--- Start PROVIDED DATA ---
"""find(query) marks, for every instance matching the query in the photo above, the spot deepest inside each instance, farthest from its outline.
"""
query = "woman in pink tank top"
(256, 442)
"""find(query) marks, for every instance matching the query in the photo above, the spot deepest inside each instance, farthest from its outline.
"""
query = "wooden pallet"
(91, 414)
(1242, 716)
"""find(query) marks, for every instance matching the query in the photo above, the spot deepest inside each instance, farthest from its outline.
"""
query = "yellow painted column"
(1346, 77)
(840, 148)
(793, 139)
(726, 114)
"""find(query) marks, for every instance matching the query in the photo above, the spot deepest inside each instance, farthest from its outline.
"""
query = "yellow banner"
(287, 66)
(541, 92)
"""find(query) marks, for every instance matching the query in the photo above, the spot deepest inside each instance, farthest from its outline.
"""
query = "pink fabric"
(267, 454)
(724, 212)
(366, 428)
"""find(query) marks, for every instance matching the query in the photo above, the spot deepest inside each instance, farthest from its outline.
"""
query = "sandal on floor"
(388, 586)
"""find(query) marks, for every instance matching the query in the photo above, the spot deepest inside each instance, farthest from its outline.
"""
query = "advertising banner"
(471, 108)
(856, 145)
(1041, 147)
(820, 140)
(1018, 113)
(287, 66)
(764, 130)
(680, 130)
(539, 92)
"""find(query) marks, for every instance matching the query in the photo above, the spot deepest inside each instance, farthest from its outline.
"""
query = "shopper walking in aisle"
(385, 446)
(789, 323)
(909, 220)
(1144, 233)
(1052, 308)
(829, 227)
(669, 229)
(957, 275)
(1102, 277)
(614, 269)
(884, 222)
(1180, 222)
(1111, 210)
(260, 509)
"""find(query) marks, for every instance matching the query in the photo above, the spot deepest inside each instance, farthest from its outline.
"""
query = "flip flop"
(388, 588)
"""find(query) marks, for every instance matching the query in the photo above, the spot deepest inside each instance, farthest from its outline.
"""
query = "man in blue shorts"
--- End PROVIDED DATA ---
> [GOAL]
Your task is to output the full set of records exactly as presented.

> [FULL RESPONSE]
"""find(query) marks, for every instance matching the query in the photo above, the spot deepest inside each instance, farthest from its outline.
"""
query = "woman in pink tank top"
(256, 442)
"""find(query) marks, for every instance matching the query in the photo above, the spot deepest inside each instance, farthest from its outline.
"""
query = "wooden pallet"
(91, 414)
(1242, 716)
"""find(query) marks, for every instance matching the query in the photo above, the spot deepest inside each instance, farthest from its outline.
"""
query = "yellow painted column"
(1346, 77)
(840, 148)
(793, 139)
(726, 114)
"""find(query) marks, for every instance matching the query in the photo above, the spot deepest inside each instance, farthest from its outline.
"""
query = "yellow banner"
(287, 66)
(541, 92)
"""find(query) marks, for every instance matching the query in the photo above, the spot deepest inside each instance, farthest from its outline.
"""
query = "pink fabric"
(267, 454)
(724, 212)
(366, 428)
"""find(query) marks, for every instance matching the query in the photo above, the spot deepest inside each instance, farthest from its outline.
"""
query = "sandal on floor"
(388, 586)
"""find(query) marks, for every instance matching the query in the photo above, the spot deepest inside each instance, farthest from its outline.
"""
query = "advertising banner"
(471, 108)
(856, 145)
(1041, 147)
(820, 140)
(1018, 113)
(287, 66)
(764, 130)
(680, 130)
(539, 92)
"""find(query) marks, for every instance matching the query in the photo above, the spot deepest inside each instance, farthest from its outline.
"""
query = "shopper walking in aisle"
(385, 446)
(789, 323)
(909, 220)
(1144, 233)
(1052, 308)
(829, 227)
(669, 229)
(957, 275)
(1102, 277)
(614, 269)
(884, 222)
(1180, 222)
(1111, 210)
(260, 509)
"""find(query) marks, for every instance matching the query in the photo above, the spot deepest inside each instance, farthest from its outline.
"""
query = "flip flop"
(388, 588)
"""find(query) marks, for every instance matching the query in the photo above, the spot deepest inside each instance, farthest from its outline.
"""
query = "man in blue shorts"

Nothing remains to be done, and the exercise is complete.